→ Assigned task: Wherever the word "thickest" occurs in the lines below, copy the whole line.

→ Input material:
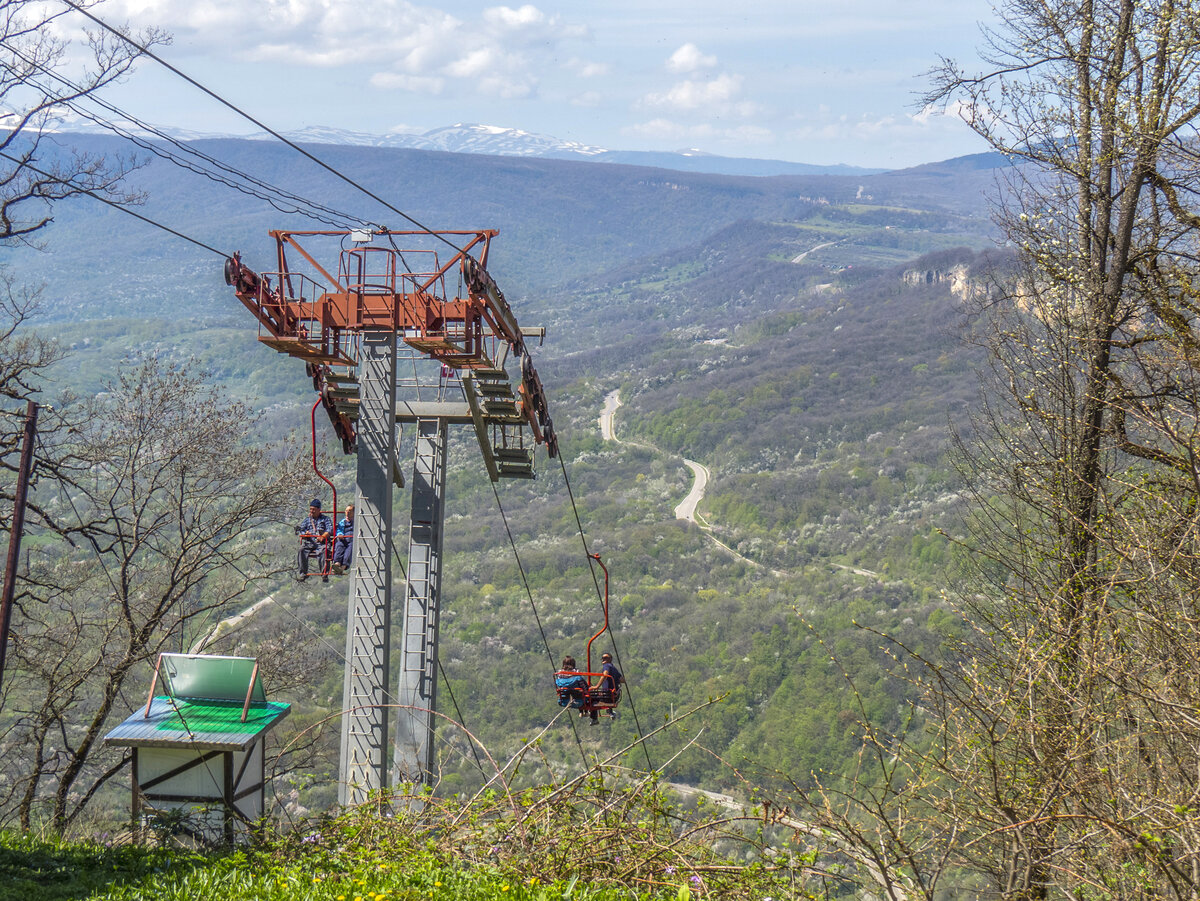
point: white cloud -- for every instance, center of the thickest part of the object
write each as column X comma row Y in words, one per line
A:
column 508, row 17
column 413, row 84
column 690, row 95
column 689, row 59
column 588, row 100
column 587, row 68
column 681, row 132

* * *

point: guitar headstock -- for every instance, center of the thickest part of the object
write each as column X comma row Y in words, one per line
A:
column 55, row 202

→ Response to the task:
point: white cloud -- for every instance, center of the thickest part of the object
point: guitar headstock -- for every instance, center of the thickest part of the object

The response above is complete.